Royal New Zealand College of General Practitioners:

Patients may suffer, College of GPs warns

The College of GPs today criticised the three Auckland DHBs who have made major changes to the region’s laboratory service specifications without giving proper consideration to the impact the change would have on primary care.

“Accountants have focused on the dollars, and ignored the primary medical ethic of ‘First, do no harm,’ College president and Auckland GP Dr Jonathan Fox said. This follows the joint decision of Auckland, Counties Manukau and Waitemata to go to tender on a specification that reduced the current service.

The Royal New Zealand College of General Practitioners issued the statement following a meeting of the full College Council in Auckland. The College’s annual conference, ironically with a theme of Practical Solutions, officially starts tonight at 6.30pm, and continues until Sunday. “Our major concern is with the quality of care we can give our patients,” Dr Fox said.

“If we cannot get a continuation of the comprehensive, timely and precise reporting back from the labs, it is our patients who will suffer.” Auckland Faculty members were surveyed by the College in late July.

“GPs who responded cannot see the sense in changing something that was not broken. The general feeling among respondents is one of disbelief, shock, sadness, and apprehension.” Respondents were concerned that other services currently provided, such as expert advice and CME, will not play as big a part in the new service specification. The College is particularly critical of the lack of prior consultation for those most affected. “The DHBs must learn that the ‘H’ stands for ‘health’ and not ‘hospital’.

- Source data
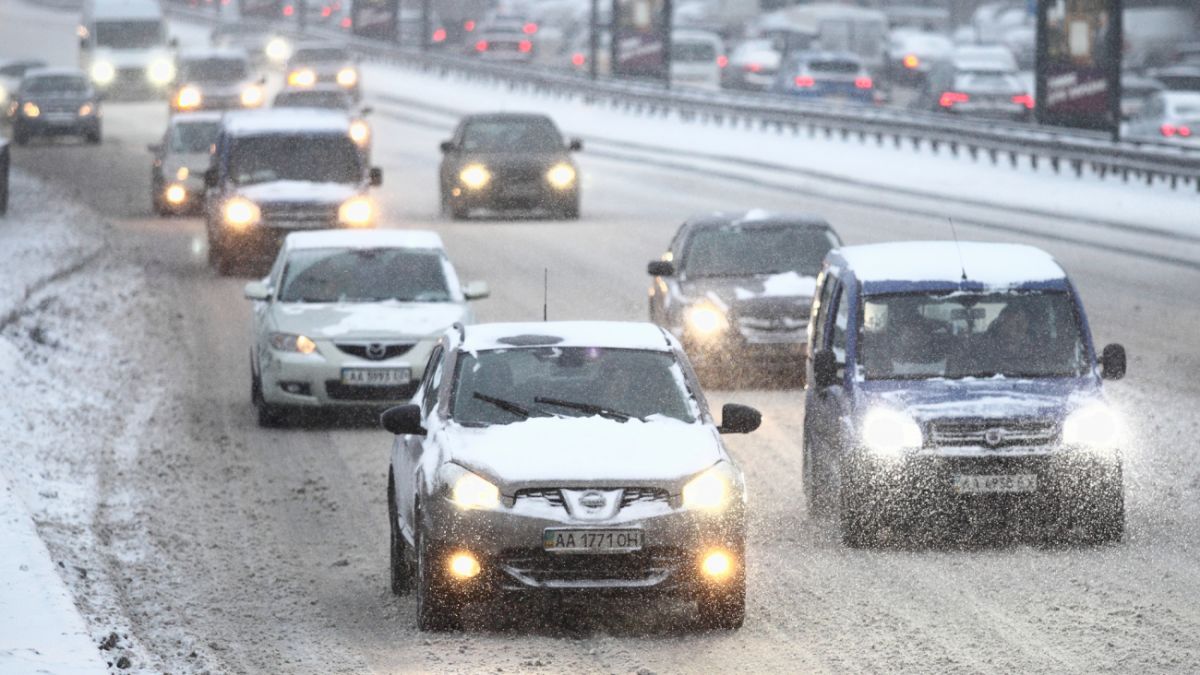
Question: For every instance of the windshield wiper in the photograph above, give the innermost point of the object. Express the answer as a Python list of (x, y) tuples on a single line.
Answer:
[(591, 408)]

- Work required
Return the part of the College of GPs statement that opens with the words containing "The College of" and closes with "Dr Fox said.". The listing was drawn from a different source than the College of GPs statement.

- Exercise result
The College of GPs today criticised the three Auckland DHBs who have made major changes to the region’s laboratory service specifications without giving proper consideration to the impact the change would have on primary care.

“Accountants have focused on the dollars, and ignored the primary medical ethic of ‘First, do no harm,’ College president and Auckland GP Dr Jonathan Fox said. This follows the joint decision of Auckland, Counties Manukau and Waitemata to go to tender on a specification that reduced the current service.

The Royal New Zealand College of General Practitioners issued the statement following a meeting of the full College Council in Auckland. The College’s annual conference, ironically with a theme of Practical Solutions, officially starts tonight at 6.30pm, and continues until Sunday. “Our major concern is with the quality of care we can give our patients,” Dr Fox said.